### [RAW DATA]
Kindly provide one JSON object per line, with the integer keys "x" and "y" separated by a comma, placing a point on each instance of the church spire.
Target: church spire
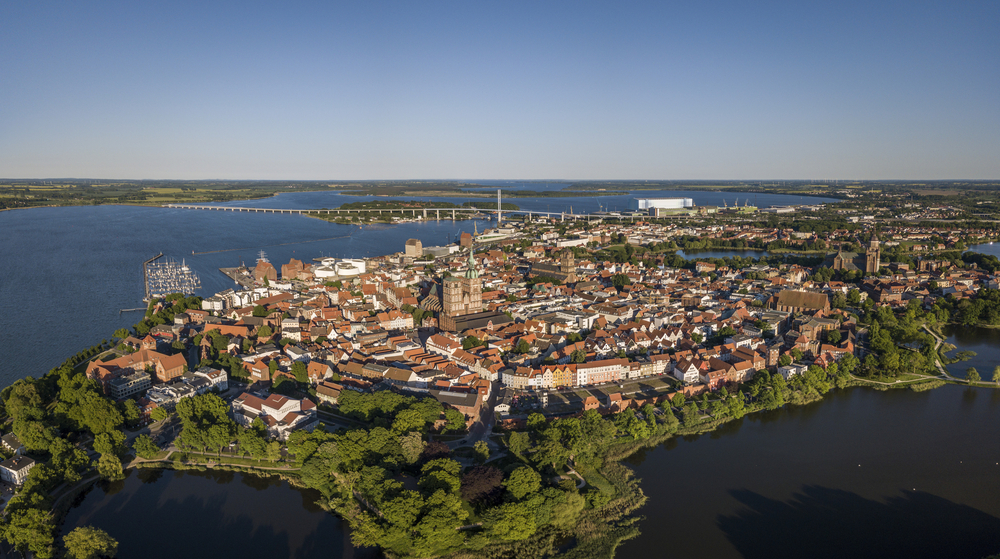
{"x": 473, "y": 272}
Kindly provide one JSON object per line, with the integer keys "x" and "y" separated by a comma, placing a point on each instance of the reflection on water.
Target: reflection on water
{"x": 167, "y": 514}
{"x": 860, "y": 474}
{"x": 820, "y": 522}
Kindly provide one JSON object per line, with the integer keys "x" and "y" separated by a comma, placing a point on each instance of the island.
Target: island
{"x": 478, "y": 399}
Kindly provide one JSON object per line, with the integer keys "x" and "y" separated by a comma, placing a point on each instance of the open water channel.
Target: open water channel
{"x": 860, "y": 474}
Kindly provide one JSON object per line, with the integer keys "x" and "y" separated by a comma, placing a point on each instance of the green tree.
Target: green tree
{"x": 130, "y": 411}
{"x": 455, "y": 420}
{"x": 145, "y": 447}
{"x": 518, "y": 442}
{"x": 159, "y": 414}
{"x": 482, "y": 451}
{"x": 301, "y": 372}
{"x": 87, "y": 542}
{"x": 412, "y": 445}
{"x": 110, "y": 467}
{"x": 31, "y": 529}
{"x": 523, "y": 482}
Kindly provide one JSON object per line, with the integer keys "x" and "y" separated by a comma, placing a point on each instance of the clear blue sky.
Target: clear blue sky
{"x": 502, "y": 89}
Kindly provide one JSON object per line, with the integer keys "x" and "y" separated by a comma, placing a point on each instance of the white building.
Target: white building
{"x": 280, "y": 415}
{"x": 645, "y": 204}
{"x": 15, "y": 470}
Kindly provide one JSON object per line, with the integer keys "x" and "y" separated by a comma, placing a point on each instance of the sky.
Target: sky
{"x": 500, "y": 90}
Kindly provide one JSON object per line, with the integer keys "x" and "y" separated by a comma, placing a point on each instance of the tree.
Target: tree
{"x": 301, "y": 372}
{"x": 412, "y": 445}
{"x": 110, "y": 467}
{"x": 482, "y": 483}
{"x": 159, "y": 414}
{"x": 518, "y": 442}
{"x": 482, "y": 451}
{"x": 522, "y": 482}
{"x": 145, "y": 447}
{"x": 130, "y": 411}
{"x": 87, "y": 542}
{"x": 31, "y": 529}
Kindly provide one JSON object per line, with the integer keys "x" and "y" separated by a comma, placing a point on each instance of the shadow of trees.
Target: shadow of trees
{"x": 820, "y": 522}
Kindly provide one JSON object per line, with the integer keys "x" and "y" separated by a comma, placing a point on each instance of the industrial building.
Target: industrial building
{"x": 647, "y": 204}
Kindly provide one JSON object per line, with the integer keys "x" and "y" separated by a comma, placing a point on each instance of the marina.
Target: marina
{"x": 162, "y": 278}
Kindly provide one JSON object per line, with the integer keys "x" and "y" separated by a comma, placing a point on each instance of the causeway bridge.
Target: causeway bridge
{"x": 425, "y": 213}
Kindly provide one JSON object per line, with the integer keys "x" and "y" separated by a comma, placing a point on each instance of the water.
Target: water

### [AIM OF THE EXERCISE]
Without including any pictures, print all of the material exactly as given.

### [TASK OUTPUT]
Kindly provide one JSON object per line, with the integer keys "x" and "y" separated by a comma, placing a point on each instance of the church spire.
Target: church spire
{"x": 473, "y": 272}
Kindly provide one JSON object per line, with the integer keys "x" and "y" separated by a comma, placing a point on each instance of the reflection on water.
Target: reflection on water
{"x": 167, "y": 514}
{"x": 860, "y": 474}
{"x": 820, "y": 522}
Kindly provide one JSON object per line, with the integer keys "x" and "y" separated by a comma, placing a point on each instance of the island.
Target: island
{"x": 478, "y": 399}
Kindly provide one JSON object per line, with the integer keys "x" and "y" separated by a comma, placing a point on each instance of the open water channel.
Target: open water channel
{"x": 860, "y": 474}
Kindly provide one JSON object per line, with the integer keys "x" and "y" separated by a comma, placing a point on each instance of the green tree.
Target: green tree
{"x": 130, "y": 411}
{"x": 455, "y": 420}
{"x": 145, "y": 447}
{"x": 518, "y": 442}
{"x": 159, "y": 414}
{"x": 482, "y": 451}
{"x": 301, "y": 372}
{"x": 87, "y": 542}
{"x": 412, "y": 445}
{"x": 110, "y": 467}
{"x": 31, "y": 529}
{"x": 523, "y": 482}
Kindly provide one JSON object per line, with the integer keys "x" and "y" separated by a comma, placing a point on each instance of the clear blue sky.
Target: clear blue sky
{"x": 502, "y": 89}
Kindly provide one JSON object per line, with the integer keys "x" and "y" separated by a comma, placing a point on each instance of the white building.
Target: white building
{"x": 280, "y": 415}
{"x": 645, "y": 204}
{"x": 15, "y": 470}
Kindly provide one JSON object per line, with the integer keys "x" and "y" separated by a comma, placing a point on each instance of the sky.
Target: sky
{"x": 500, "y": 90}
Kindly provide one JSON object per line, with the integer keys "x" and "y" separated by a comma, placing a point on each instance of the tree.
Target: tree
{"x": 301, "y": 372}
{"x": 412, "y": 445}
{"x": 110, "y": 467}
{"x": 482, "y": 483}
{"x": 159, "y": 414}
{"x": 518, "y": 442}
{"x": 482, "y": 451}
{"x": 522, "y": 482}
{"x": 145, "y": 447}
{"x": 130, "y": 411}
{"x": 87, "y": 542}
{"x": 31, "y": 529}
Kindly provide one JSON object per line, with the integer keys "x" and "y" separated by a comma, placing a point on each instance of the shadow of trees.
Target: shadow of trees
{"x": 820, "y": 522}
Kindly provide one JSON object per line, with the integer keys "x" and "y" separated by a comma, placing a point on each instance of the industrial building.
Target: industrial building
{"x": 647, "y": 204}
Kindly provide one JSON object per line, with the integer keys "x" and "y" separated by a comma, placing a point on each instance of the marina.
Target: marina
{"x": 162, "y": 278}
Kindly provide one JSON object per line, with the integer keys "x" and "y" separated by a comma, placing a point on each instance of the causeway bridge.
Target: causeway bridge
{"x": 425, "y": 213}
Kindly provide one JSON object per line, with the integer keys "x" and "y" separated by a comma, placing a point on each instance of the water.
Target: water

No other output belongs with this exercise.